====== Page text
In abstract:

How molecular robot arms may shape the future of nanorobotics

An innovative molecular robot arm system which allows cargo to be transported between points of just two nanometres (two millionths of a millimetre) on a molecular platform has been developed by researchers at The University of Manchester. The molecular arm is able to ‘pick up’ cargo from its original site on the platform, change position (the arm is steered using a rotary switch) and then set the cargo down at a new location, before returning to its original position. The cargo in this case is a 3-mercaptopropanehydrazide molecule, with pick up/release controlled by the formation/breakage of a disulfide bond. The molecular arm is steered by an embedded hydrazine rotary switch.

This is important in the development of nanorobotics. It is envisaged that one day molecular robots will be able to manipulate minute components to perform demanding and complex tasks with minimal effort and maximum precision - much like their full-size counterparts. The arrival of such technology would signify the beginnings of a fundamentally new approach to manufacturing and manipulating matter at the nanoscale.

With a success rate of 79-85%, the molecular robot arm developed by the researchers is able to transport 3-mercaptopropanehydrazide molecules in either direction between two platform sites - without breaking its bond with the machinery or exchanging with other molecules.
============
====== Record extracts
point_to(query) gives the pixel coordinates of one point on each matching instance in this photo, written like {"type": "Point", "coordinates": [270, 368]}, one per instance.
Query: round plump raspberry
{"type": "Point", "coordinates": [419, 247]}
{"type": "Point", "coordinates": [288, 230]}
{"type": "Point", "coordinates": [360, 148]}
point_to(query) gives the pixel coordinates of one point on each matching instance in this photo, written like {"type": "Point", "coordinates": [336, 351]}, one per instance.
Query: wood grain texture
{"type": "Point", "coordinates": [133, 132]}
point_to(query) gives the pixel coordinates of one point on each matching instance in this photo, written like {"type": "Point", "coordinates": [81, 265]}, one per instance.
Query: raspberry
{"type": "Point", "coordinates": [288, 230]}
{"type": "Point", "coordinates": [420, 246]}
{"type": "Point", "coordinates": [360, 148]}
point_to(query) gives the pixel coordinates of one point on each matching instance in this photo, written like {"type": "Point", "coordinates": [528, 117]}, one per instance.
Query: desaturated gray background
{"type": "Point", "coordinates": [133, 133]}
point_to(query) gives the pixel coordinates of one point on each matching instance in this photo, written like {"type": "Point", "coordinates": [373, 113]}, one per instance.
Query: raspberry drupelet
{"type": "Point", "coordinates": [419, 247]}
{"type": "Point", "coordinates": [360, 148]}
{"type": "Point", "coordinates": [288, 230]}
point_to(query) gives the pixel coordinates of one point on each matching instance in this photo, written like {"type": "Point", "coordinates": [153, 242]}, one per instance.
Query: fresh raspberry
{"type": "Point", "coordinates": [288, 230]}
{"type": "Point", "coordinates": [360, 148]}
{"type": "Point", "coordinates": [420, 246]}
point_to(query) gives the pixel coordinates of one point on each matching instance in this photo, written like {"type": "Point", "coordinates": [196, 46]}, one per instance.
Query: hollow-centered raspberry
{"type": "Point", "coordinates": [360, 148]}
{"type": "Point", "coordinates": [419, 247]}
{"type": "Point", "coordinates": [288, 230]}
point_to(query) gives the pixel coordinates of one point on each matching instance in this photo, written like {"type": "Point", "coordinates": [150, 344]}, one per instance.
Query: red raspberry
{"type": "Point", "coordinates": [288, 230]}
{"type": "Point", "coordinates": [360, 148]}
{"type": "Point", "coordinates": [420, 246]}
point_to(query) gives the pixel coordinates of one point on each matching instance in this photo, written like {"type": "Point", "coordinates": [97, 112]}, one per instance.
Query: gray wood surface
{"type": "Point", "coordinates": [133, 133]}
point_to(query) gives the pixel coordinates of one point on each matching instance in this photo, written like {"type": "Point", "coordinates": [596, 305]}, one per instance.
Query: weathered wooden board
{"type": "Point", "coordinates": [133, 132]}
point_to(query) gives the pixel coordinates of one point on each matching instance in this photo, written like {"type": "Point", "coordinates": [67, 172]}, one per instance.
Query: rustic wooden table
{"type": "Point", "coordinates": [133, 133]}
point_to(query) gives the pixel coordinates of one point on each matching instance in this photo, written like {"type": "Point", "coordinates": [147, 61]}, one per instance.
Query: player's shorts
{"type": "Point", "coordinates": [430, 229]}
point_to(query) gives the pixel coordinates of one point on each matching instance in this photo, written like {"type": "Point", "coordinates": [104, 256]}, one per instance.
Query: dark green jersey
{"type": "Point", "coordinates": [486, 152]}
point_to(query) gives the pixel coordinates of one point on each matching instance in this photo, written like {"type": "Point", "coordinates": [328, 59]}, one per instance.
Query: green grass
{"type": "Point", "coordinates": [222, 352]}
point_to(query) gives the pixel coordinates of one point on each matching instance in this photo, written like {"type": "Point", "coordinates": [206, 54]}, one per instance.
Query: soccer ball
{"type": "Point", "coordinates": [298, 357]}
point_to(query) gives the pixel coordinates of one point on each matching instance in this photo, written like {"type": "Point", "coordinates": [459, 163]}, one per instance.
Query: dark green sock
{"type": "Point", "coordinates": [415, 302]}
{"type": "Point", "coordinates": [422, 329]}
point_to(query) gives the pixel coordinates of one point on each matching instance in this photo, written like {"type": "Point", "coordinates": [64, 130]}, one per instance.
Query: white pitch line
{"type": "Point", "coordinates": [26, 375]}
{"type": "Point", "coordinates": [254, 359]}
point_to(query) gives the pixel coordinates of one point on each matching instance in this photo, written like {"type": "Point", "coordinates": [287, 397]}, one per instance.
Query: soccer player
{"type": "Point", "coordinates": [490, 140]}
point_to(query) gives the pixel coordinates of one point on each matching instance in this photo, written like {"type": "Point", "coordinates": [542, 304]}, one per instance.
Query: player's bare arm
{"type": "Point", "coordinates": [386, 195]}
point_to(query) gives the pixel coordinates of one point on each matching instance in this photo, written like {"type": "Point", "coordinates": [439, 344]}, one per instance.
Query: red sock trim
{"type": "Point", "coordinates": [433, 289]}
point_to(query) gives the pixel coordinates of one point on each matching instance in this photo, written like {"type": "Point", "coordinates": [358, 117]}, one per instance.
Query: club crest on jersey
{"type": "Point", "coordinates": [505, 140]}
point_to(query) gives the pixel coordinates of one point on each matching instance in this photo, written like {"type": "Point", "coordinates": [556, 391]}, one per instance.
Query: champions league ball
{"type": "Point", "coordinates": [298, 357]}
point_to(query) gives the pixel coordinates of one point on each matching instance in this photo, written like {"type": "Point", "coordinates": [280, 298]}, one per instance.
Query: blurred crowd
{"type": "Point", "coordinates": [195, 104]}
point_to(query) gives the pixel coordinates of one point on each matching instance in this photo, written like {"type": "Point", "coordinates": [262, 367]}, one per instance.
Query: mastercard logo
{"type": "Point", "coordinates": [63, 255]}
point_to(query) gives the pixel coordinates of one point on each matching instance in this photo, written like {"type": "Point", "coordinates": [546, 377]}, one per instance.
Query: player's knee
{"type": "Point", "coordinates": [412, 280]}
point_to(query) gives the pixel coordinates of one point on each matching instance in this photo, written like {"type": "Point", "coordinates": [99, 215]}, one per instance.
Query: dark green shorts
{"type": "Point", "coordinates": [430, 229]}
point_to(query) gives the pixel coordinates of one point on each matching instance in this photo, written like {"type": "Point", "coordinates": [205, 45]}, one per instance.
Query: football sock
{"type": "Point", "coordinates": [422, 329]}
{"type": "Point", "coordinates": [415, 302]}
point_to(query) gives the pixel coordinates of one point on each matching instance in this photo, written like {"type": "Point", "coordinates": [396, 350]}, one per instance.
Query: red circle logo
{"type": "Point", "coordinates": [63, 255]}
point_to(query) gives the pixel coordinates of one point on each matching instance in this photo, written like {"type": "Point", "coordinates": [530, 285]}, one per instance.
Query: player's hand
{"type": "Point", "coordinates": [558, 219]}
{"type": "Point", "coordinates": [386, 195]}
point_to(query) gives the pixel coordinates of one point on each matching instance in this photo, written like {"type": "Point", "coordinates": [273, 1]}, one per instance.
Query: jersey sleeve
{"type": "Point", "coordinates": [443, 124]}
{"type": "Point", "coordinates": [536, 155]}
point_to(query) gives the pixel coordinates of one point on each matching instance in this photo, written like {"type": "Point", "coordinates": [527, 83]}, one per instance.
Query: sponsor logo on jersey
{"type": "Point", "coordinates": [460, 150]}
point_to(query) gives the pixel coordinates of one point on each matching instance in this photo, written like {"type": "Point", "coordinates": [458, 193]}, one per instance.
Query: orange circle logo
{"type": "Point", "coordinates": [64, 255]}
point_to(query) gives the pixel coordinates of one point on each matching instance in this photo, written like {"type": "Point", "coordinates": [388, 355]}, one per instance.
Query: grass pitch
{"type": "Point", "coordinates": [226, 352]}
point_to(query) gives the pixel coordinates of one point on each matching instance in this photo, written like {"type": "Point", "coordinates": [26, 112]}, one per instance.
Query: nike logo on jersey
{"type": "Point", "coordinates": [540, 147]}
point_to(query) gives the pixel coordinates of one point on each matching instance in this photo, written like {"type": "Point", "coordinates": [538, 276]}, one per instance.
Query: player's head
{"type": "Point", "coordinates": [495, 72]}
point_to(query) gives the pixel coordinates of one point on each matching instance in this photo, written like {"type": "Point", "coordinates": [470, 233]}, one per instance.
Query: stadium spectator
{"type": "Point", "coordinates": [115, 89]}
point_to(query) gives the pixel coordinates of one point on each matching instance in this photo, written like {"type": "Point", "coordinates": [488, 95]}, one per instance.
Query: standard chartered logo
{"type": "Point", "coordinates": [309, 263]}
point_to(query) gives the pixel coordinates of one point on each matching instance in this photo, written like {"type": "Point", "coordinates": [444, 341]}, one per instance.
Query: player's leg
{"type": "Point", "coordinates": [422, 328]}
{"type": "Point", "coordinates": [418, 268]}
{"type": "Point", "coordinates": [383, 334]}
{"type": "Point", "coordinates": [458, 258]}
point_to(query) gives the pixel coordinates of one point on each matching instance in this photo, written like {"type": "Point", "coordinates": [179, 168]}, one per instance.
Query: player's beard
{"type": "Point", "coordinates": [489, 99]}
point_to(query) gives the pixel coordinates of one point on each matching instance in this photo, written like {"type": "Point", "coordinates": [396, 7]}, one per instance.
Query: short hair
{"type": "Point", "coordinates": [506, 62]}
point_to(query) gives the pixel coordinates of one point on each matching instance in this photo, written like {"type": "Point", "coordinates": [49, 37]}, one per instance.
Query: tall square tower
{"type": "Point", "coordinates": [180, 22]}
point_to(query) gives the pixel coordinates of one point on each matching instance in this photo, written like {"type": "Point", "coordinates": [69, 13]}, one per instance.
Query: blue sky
============
From the text on molecular robot arms, answer each question briefly:
1. What molecule does the arm carry as cargo?
2. What would the arrival of such technology signify, according to the text?
3. What success rate does the arm achieve when moving its cargo between platform sites?

1. 3-mercaptopropanehydrazide.
2. The beginnings of a fundamentally new approach to manufacturing and manipulating matter at the nanoscale.
3. 79-85%.